### Source information
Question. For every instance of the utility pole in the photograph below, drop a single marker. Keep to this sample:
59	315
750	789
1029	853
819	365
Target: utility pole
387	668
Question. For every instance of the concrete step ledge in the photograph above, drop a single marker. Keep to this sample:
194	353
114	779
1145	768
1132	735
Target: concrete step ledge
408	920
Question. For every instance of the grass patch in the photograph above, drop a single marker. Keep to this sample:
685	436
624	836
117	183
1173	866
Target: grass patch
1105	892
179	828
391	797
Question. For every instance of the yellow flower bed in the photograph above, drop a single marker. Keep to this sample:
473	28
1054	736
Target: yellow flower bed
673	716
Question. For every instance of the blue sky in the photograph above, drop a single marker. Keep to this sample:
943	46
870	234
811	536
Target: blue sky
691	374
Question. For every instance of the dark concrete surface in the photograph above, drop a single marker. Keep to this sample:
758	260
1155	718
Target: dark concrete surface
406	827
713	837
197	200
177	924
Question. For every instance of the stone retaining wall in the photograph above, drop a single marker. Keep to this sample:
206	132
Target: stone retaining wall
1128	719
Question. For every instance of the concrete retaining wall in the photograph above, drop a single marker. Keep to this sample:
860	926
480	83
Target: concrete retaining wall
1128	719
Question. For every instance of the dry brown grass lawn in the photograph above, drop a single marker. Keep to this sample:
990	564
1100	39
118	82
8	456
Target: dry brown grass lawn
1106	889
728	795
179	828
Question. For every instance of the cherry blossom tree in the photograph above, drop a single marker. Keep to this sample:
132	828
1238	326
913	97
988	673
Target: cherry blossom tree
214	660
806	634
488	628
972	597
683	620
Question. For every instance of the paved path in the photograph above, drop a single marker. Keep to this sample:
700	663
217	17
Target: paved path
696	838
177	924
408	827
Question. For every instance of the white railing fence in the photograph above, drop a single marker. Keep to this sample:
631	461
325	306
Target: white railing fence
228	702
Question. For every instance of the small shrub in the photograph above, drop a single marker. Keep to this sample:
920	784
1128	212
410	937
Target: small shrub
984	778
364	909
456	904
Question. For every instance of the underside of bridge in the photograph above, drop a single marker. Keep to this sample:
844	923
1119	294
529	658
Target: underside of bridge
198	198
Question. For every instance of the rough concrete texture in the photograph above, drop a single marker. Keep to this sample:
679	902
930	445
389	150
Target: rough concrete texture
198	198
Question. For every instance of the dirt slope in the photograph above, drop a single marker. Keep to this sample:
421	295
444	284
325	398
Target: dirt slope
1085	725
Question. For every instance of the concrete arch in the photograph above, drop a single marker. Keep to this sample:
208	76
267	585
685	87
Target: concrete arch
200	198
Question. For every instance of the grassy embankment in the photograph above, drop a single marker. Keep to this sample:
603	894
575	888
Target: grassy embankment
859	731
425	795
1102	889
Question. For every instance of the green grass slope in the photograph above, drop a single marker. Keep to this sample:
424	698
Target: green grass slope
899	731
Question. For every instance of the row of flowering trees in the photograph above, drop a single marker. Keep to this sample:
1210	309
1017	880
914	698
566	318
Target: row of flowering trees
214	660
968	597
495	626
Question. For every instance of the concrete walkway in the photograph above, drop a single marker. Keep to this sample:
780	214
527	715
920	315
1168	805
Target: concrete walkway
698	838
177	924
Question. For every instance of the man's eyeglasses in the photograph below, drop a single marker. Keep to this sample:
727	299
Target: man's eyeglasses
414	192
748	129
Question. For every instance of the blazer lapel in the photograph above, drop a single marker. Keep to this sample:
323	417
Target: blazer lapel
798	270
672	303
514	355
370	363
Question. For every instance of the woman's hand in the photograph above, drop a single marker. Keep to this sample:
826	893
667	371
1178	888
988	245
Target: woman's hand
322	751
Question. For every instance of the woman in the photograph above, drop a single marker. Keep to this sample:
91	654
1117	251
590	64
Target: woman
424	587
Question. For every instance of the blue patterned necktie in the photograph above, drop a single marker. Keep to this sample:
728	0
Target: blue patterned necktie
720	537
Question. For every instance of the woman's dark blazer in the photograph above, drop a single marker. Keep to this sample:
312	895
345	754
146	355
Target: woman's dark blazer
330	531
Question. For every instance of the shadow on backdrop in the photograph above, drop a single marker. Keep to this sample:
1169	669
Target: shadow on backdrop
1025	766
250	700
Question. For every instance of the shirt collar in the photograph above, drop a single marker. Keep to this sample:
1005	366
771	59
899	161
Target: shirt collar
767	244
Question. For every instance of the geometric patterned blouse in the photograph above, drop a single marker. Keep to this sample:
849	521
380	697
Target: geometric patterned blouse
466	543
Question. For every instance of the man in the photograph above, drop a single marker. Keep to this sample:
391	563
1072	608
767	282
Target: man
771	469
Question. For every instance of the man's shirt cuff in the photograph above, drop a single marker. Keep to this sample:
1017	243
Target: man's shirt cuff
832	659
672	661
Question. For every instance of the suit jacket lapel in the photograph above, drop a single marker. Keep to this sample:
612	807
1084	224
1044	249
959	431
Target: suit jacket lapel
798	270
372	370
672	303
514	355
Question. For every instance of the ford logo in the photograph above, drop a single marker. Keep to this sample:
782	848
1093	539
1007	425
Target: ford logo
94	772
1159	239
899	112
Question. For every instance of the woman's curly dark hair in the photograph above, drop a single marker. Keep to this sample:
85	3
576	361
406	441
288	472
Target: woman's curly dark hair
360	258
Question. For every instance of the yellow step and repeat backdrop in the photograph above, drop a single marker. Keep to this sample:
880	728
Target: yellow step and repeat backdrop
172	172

* * *

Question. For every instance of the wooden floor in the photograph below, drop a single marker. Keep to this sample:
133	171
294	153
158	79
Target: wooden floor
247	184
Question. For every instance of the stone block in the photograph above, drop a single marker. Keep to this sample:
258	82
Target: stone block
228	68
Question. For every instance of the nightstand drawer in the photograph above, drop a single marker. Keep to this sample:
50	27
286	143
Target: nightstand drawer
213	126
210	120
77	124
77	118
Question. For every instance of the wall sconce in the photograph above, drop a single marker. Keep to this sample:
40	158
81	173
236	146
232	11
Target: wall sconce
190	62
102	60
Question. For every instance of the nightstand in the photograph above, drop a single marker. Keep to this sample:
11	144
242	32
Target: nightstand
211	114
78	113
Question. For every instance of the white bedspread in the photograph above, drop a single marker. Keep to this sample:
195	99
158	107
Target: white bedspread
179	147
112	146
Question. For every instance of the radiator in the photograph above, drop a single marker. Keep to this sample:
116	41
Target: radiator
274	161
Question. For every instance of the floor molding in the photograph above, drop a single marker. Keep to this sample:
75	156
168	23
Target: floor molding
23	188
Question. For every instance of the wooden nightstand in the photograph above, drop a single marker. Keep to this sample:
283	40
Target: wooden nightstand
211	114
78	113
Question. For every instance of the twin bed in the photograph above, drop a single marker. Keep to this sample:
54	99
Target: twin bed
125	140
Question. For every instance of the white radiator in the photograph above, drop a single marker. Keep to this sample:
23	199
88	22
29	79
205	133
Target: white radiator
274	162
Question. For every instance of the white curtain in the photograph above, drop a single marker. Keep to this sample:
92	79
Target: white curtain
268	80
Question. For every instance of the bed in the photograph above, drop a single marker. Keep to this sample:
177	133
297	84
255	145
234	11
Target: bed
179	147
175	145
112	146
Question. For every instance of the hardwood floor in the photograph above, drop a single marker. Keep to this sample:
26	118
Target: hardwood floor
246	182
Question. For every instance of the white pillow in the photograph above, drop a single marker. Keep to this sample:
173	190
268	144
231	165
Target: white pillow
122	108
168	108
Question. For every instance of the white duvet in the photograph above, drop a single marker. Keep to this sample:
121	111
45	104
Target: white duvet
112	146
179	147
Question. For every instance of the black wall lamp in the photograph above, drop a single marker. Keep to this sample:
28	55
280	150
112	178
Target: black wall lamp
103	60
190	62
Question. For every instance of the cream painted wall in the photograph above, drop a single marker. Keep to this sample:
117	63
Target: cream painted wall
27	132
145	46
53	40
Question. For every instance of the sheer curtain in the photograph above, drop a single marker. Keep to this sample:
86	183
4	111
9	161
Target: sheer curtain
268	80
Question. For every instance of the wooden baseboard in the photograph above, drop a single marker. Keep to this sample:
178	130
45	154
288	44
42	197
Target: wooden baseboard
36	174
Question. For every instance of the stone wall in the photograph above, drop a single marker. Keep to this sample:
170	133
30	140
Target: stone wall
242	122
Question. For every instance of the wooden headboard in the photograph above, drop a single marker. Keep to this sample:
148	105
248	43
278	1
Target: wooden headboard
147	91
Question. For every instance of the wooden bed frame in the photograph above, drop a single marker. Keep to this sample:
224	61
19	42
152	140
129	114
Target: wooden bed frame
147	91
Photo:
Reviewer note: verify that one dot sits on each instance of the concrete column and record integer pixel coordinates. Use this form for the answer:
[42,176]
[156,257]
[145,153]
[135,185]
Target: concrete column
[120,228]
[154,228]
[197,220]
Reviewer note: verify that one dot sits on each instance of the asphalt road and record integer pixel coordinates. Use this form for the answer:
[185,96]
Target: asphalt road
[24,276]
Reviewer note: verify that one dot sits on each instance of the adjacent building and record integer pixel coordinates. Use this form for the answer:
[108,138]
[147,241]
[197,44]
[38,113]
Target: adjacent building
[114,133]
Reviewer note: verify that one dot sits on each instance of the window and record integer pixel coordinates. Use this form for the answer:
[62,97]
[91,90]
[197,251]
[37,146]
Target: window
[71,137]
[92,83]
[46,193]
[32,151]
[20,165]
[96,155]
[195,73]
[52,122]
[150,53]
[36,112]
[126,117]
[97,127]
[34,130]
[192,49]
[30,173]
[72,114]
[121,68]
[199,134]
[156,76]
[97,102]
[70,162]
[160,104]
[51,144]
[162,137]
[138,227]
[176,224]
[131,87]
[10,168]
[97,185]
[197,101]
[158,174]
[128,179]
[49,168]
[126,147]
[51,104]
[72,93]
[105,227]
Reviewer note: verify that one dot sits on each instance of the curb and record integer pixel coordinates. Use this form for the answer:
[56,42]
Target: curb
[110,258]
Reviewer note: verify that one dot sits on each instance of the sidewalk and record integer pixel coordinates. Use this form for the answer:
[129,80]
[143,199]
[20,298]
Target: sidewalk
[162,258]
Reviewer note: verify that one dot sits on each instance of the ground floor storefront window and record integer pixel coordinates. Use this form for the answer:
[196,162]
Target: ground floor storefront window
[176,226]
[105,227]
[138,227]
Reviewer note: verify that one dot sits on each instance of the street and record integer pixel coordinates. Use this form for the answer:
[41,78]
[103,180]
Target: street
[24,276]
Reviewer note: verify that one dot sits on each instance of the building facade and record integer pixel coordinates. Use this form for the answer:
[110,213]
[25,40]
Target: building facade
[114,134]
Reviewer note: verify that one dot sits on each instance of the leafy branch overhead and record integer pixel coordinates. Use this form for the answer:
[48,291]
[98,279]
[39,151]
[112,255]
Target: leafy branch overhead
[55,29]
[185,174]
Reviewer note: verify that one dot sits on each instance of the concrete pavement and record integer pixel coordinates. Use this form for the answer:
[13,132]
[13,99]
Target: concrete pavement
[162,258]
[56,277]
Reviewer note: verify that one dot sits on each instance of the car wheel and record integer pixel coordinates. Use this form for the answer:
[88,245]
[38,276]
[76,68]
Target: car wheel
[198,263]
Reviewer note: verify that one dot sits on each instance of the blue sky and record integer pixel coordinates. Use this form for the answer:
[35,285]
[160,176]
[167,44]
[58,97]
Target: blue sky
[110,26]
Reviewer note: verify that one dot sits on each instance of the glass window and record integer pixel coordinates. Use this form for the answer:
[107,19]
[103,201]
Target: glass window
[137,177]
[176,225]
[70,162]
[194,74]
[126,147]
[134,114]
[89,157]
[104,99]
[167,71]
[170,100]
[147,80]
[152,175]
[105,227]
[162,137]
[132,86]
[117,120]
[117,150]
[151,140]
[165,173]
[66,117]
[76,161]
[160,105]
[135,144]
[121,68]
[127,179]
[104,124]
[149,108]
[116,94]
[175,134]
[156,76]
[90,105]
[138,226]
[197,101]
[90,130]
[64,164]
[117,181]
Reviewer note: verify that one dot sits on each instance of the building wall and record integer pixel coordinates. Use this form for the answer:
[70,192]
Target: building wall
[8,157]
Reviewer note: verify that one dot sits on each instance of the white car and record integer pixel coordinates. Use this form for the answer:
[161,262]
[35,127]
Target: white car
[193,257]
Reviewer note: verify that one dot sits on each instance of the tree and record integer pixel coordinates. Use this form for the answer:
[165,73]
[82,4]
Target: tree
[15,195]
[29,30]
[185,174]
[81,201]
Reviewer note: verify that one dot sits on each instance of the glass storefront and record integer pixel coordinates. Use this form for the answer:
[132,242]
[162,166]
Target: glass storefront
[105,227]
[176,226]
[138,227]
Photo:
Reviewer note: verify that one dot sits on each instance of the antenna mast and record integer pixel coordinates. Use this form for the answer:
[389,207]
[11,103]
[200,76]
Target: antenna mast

### Task to carry out
Your answer should be only a number: how many lines in the records hold the word "below".

### Problem solution
3